→ DOCUMENT SEGMENT
+++

May all who enter as guests, leave as friends: In memory of my Grandmother, by Jennah, 8.7.24
It’s a warm, bright day in the garden. Everything seems to have a warm glow about it – one of those days when the sky is a palette perfect blue, and fluffy clouds are casually dotted here and there as if to say, ‘we’re taking it easy too’. It certainly is a picture that is etched into my memory, painting one of the many moments that I treasure when thinking about my grandmother, Ivy.
I didn’t exactly know this then of course, I didn’t know that this particular scene would have such significance that I would recall it a few years later, with all it’s beautiful detail – because this now is a memory – but a significant one at that.
Sat comfy, cups of tea in hand and a smile on my Grandmother’s face, she looks at me and says she has been ‘diagnosed with a lung condition’ and in her lovely, articulate way she enunciated the words that would later come back to haunt all of us: Idiopathic Pulmonary Fibrosis. IPF. She had been suffering with an annoying, lingering cough for some time and the doctors seemed to have finally gotten to the bottom of it.
‘Will it get worse?’, I asked. She said, ‘Maybe, they don’t really know’. We both agreed we were glad there was now an answer, and now it could be treated. And with a smile, and a drink of tea, that is the last of that memory, it then fades away.

+++

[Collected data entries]
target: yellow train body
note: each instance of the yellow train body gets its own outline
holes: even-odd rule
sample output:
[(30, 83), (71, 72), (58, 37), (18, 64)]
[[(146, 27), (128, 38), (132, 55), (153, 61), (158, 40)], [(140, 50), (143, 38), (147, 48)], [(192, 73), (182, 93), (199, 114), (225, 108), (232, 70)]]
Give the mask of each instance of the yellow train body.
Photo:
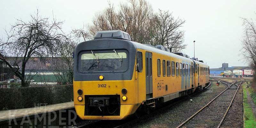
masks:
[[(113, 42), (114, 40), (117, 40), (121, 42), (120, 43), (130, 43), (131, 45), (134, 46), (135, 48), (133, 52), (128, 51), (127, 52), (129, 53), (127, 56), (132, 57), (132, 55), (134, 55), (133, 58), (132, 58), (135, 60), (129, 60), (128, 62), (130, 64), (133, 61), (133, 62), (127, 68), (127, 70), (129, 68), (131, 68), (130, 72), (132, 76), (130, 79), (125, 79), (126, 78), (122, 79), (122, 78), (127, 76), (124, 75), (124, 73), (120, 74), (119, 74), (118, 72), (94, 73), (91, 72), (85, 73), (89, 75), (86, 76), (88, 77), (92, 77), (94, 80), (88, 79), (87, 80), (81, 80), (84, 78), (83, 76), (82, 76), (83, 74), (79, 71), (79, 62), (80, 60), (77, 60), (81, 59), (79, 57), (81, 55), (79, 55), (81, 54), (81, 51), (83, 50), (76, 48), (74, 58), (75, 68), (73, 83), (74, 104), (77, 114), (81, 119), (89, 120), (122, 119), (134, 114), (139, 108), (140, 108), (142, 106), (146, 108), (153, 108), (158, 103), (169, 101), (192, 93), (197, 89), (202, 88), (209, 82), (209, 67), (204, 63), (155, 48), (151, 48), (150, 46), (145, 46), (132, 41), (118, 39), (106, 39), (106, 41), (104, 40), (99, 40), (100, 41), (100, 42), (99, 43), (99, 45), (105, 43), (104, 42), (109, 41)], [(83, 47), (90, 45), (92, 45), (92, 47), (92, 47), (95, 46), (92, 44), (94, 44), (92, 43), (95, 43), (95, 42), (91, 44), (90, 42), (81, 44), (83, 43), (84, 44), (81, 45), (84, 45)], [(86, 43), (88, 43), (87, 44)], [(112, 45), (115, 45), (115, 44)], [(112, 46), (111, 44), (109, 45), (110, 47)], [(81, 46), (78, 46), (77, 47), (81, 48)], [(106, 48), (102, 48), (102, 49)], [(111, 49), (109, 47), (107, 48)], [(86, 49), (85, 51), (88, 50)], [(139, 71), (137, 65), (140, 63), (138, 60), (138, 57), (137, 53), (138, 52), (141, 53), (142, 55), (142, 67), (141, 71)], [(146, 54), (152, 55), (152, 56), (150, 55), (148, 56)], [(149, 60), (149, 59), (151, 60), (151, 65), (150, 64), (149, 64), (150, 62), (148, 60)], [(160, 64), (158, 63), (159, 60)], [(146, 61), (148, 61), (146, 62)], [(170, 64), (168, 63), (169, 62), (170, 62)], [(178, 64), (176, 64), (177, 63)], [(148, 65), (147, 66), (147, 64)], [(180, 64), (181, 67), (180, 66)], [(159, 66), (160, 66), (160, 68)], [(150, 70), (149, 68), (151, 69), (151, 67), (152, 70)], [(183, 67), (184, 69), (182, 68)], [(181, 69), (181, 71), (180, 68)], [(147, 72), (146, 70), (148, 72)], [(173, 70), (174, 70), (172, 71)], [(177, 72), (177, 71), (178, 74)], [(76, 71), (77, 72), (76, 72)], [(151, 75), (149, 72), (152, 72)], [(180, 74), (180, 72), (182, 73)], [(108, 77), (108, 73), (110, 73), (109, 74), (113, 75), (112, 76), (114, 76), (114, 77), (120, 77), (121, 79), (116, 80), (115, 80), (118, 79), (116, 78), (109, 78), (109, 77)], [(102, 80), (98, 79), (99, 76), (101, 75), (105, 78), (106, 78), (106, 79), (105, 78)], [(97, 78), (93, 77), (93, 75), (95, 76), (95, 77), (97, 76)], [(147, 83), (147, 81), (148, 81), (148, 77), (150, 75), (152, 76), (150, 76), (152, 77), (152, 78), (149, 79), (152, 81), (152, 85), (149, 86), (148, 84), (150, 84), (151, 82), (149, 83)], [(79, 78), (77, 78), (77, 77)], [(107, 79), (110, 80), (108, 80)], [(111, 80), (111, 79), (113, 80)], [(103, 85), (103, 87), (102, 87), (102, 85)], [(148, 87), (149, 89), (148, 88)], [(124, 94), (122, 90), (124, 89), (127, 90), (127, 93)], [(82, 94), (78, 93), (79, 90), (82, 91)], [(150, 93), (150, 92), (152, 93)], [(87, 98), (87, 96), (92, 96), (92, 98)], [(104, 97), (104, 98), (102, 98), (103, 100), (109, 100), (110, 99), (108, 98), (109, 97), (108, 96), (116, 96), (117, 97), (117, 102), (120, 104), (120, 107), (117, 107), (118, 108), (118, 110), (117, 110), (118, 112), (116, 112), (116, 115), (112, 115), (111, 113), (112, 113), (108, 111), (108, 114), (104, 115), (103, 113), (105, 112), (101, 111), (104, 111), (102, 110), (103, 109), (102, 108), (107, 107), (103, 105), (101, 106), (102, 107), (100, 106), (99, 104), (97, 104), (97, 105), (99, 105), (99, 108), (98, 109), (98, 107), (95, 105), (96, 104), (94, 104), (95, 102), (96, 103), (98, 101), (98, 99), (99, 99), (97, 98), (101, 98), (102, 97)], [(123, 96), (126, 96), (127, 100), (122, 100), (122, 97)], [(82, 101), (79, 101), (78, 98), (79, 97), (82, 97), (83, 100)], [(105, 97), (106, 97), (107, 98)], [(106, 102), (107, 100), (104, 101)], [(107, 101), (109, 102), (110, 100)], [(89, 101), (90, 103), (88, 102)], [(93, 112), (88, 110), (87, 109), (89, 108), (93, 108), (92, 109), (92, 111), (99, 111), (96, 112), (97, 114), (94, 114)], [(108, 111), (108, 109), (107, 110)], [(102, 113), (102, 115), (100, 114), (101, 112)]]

+++

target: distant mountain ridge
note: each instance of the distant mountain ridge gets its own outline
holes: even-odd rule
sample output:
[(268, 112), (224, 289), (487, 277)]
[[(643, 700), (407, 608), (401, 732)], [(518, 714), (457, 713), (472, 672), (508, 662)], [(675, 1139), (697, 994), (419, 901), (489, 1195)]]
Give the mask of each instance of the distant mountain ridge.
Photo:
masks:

+++

→ TASK TO CARRY OUT
Please take the piece in memory of Ivy further, picking up right after its last sentence.

→ EXERCISE ANSWER
We did that a lot – agreeing with each other. ‘Two peas in a pod’, she said – we could talk for England, for hours on end – about anything and everything, I loved her vivaciousness for life, her deep knowledge around pretty much, well, anything and everything. She was my champion, she truly was. Outside her home, there sits a plaque on the wall and it reads, ‘May all who enter as guests, leave as friends’ – and that is how it was with my Nanna. If you met her, you would become her friend – whether it was at the gym, at work, at the hairdressers or at the shops – full of life and joy.
Over time, I noticed our long conversations began to get shorter, phone calls cut short by the gasping for breath, the grabbing of the water bottle, coughing – ‘I’ll have to call you back, Jennah’, and then gone. ‘It’s her oxygen levels’ – ‘It’s her Idiopathic Pulmonary Fibrosis’ – words long forgotten, back with a vengeance.
I dismissed it at first. Selfishly, I simply refused to believe, I didn’t want to believe, that this was happening – ‘What about inhalers, Nanna? Did you try them?’ – at the very start there were attempts to try almost anything to alleviate the struggles (alleviate, my Nanna would have liked that one, she had a penchant for beautiful, complex words) – but we quickly and regretfully learned that an oxygen tank would have to be introduced.
My Nanna loathed it. She loathed that she couldn’t move as she once did. She loathed that her independence was slowly whittling away. She loathed that there were no more holidays abroad to sunnier climes.
Still, she took her loathing and carried on regardless. With all her struggles, she still smiled, she still laughed, she sang, she cried, she spoke as much with me as she could manage, and on a good day she would go out shopping.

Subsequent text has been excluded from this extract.